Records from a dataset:
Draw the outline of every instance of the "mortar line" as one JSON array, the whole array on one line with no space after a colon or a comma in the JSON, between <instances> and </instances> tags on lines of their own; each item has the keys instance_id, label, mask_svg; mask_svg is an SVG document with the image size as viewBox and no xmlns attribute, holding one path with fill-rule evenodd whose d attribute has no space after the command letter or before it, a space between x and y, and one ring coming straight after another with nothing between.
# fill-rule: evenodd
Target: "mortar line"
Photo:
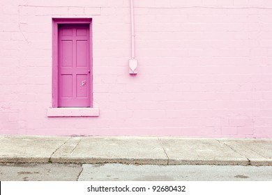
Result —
==
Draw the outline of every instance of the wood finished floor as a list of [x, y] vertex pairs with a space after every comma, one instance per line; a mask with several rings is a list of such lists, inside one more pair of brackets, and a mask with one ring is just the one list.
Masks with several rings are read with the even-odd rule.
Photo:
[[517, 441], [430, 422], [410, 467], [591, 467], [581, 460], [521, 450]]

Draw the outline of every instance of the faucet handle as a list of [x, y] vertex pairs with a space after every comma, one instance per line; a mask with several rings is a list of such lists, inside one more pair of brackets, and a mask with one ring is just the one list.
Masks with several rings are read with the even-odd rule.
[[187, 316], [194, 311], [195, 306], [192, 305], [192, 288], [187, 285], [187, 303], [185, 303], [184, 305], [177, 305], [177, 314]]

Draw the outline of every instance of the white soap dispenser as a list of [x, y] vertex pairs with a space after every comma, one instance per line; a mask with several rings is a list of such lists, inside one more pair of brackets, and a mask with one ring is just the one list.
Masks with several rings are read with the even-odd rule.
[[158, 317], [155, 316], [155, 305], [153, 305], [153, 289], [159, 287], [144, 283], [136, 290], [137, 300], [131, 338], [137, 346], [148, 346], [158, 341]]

### What you should do
Reproduce the listing verbatim from the line containing "Draw the outline of every instance of the faucet" up to and including the line containing "305], [177, 314]]".

### Result of the exercise
Draw the outline of every instance of the faucet handle as a list of [x, y] vertex pairs with a space after every comma, one instance per line; a mask with several rings is a list of such lists, inside one more pair of brackets, and a mask with one ring is just the one list.
Masks with several rings are read with the even-odd rule.
[[187, 316], [194, 311], [195, 306], [192, 305], [192, 288], [187, 285], [187, 303], [185, 303], [184, 305], [177, 305], [177, 314]]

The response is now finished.